→ EXERCISE DETAILS: Exact repetition is required: output every record in full.

→ DATA EXCERPTS:
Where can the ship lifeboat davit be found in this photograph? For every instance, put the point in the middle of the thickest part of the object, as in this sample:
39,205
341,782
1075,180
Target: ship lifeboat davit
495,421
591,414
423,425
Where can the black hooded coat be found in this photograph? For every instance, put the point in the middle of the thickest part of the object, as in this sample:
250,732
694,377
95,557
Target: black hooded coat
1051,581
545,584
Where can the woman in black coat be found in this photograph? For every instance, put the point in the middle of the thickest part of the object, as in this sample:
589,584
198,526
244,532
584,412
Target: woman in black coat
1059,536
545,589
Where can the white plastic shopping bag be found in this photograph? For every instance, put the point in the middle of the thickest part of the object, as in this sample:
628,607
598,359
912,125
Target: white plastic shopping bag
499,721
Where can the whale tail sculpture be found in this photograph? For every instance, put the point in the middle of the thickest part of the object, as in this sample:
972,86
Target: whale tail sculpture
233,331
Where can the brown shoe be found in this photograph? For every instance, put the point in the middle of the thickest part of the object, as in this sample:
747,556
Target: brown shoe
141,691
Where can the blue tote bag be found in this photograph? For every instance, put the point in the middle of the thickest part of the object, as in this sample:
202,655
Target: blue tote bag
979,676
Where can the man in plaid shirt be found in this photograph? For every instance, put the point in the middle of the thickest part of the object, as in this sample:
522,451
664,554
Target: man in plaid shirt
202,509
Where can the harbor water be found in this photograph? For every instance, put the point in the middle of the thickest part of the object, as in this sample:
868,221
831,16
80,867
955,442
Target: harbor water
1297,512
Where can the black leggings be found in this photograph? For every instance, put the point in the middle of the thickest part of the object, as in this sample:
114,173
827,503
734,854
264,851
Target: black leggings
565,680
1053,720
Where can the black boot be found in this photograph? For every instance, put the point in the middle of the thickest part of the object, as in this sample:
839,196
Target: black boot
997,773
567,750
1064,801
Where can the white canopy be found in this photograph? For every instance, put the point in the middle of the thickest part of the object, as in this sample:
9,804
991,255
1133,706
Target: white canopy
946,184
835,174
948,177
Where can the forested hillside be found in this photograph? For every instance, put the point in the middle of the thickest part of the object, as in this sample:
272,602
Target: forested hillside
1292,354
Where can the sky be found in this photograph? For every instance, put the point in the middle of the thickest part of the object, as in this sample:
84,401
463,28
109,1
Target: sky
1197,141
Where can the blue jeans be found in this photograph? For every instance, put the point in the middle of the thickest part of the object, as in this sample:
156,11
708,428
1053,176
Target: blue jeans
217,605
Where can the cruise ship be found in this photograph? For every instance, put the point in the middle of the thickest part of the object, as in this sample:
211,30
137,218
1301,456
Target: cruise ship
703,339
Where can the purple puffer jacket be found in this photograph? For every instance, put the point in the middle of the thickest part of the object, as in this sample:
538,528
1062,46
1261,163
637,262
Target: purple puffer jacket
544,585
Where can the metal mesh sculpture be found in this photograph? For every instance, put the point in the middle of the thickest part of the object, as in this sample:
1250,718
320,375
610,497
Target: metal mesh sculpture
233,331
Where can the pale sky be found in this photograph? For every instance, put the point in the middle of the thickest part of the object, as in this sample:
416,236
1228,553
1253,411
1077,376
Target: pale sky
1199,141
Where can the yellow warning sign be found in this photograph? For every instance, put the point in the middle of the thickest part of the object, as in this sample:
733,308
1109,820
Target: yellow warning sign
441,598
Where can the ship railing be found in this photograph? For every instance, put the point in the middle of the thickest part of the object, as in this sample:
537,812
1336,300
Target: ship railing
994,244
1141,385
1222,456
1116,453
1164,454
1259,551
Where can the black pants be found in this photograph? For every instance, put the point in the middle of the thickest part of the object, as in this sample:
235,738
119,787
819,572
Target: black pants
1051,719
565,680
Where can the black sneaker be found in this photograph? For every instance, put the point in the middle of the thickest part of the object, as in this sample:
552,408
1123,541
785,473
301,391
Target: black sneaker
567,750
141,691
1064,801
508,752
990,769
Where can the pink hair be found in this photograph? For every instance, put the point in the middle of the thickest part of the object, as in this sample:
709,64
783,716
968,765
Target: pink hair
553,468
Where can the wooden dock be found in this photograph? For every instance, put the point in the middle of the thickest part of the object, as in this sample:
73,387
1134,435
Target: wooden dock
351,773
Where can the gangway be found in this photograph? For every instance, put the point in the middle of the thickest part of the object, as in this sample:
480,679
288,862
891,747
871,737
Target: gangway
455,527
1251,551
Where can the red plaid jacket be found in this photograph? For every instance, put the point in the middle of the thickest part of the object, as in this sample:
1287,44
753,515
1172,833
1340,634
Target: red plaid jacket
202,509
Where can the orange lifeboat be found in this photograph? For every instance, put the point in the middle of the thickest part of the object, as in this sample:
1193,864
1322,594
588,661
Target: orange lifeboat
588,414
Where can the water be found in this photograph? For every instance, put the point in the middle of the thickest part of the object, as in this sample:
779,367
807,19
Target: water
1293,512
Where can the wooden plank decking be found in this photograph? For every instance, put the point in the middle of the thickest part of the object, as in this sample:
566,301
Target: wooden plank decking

→ SOLUTION:
Where can the ship lifeboat davit be found in this photograph? For every instance, put the point in the middle of the thickest part of the object, as in this sample:
39,205
341,782
1075,180
Target: ship lifeboat davit
495,421
591,414
423,425
Where can the black hooded coat be found in this photograph? For every instance, put the point in the middle of the thickest part of the object, as in this sample:
250,732
694,377
95,557
Target: black hooded coat
1051,581
545,584
Where can the woman in black coat be found in this photograph? For every instance, put the point in the middle of the thickest part of the object, as in this sample:
589,584
198,526
244,532
584,412
Target: woman in black coat
1059,536
545,589
Where can the white plastic shopping bag be found in this photograph? For every instance, put the point in the middle of the thickest part of the object, as in this sample:
628,607
598,359
912,125
Target: white plastic shopping bag
499,721
Where can the whale tail sculpture be found in this photograph? For every instance, put the point in the middle of the thickest part of the object, as in this sample:
972,86
Target: whale tail sculpture
233,331
Where can the brown shoe be found in this photograph? For every instance, put the point in the middle of the thickest part of the object, as in this sample:
747,556
Target: brown shoe
141,691
Where can the blue tote bag be found in this photograph? For every instance, put the point in the middle of the thickest part of the object, as in this sample:
202,655
Target: blue tote bag
979,676
Where can the man in plaid shirt be found in this photograph? For every instance, put the point in the middle of the thickest part of the object, as in this sample:
522,451
664,554
Target: man in plaid shirt
202,509
Where can the harbor water be found in this photograph? For every instance, put the point in the middle of the thickest part of the object, as in this sample:
868,221
831,16
80,867
955,442
Target: harbor water
1297,512
Where can the black leggings be found in this photograph? For every instance, put the point in the middle of the thickest part of the object, as in this sample:
114,173
827,503
734,854
264,851
Target: black leggings
565,680
1053,720
Where can the black boot be found in this photograph? For every instance, put the point in the middle of the thickest part of the object, as in this sample:
839,196
Target: black boot
997,773
567,750
1064,801
Where can the white canopy be found in this photograph? For every instance, put the point in the middle of the thickest part of the object, as in this sample:
9,804
991,255
1133,706
Target: white canopy
946,184
835,174
948,177
Where can the forested hillside be found in this photograph? For every instance, put the point in the middle of the thickest part of the object, as in this sample:
272,602
Target: forested hillside
1292,354
Where can the sky be found in this photograph? For every instance, put the point in the middle of the thickest part of the object, as in this sample:
84,401
463,28
109,1
Target: sky
1197,141
Where can the blue jeans be found in this photograph? For every instance, put the point in the middle of the thickest part of the object, as in this sample:
156,11
708,428
1053,176
Target: blue jeans
217,605
Where can the cruise ship be found in this photograph? For every instance, put the point in the middle of the thickest part of the object, as in this sample:
211,30
137,218
1301,456
Target: cruise ship
703,339
Where can the purple puffer jacket be found in this photograph? For every instance, put the point in the middle of the thickest part of the object, as in this sample:
538,528
1062,46
1261,163
637,262
Target: purple puffer jacket
544,585
Where can the metal mesh sculpture be found in this photograph? For every instance, put the point in the middle of the thickest part of the object, as in this sample:
1250,718
320,375
610,497
Target: metal mesh sculpture
233,331
Where can the pale sky be found in this photograph? For every instance, put the point in the middle of the thickest part of the object, as in this sample:
416,236
1228,553
1253,411
1077,376
Target: pale sky
1199,141
Where can the yellow warning sign be found in this photograph? For every instance, put the point in the middle of the thickest part of the object, as in this sample:
733,308
1109,820
Target: yellow warning sign
441,598
Where can the ship railing be found in this photograph? For every instance, put the point in the middle of the thickest part of the object, as in this sample:
537,812
1336,300
Target: ship railing
994,244
1141,385
1222,456
1116,453
1164,454
1259,551
Where can the black pants be found in this photograph? For every instance, put the point in the middle of the thickest part of the object, as in this sample:
235,738
119,787
819,572
Target: black pants
1051,719
565,680
Where can the black sneaker be found in this photograph? For every instance, put the point in the middle of the thickest part of the object, as in this sample:
552,408
1123,541
785,473
301,391
Target: black sneaker
567,750
141,691
1064,801
508,752
990,769
Where can the pink hair be found in this photograph? For every instance, put the point in the middle of the thickest part of the object, as in this sample:
709,64
783,716
968,765
Target: pink hair
553,468
Where can the wooden dock be found in this photograph? For every instance, put the point in the middle of the thickest part of the object, as in this sample:
73,387
1134,435
Target: wooden dock
351,773
Where can the gangway be found in this photograph? For every instance, put the point in the middle of the thickest part of the object, as in this sample:
480,679
288,862
891,747
871,737
Target: gangway
455,527
1251,551
Where can the red plaid jacket be found in this photograph? For every instance, put the point in the middle of the thickest part of the object, as in this sample:
1287,44
753,515
1172,833
1340,634
Target: red plaid jacket
202,509
Where can the orange lifeboat be found in this photograph? For every instance, put the point in the middle of the thickest part of the object, as in this sample:
1193,864
1322,594
588,661
Target: orange lifeboat
588,414
Where can the water be found in this photograph? For every instance, put the point in the middle of the thickest part of the object, as in this sample:
779,367
807,19
Target: water
1293,512
Where can the wooden plank decking be found in this photograph? For every instance, put the point in the middle of the thickest part of the object, as in this sample:
566,301
Target: wooden plank decking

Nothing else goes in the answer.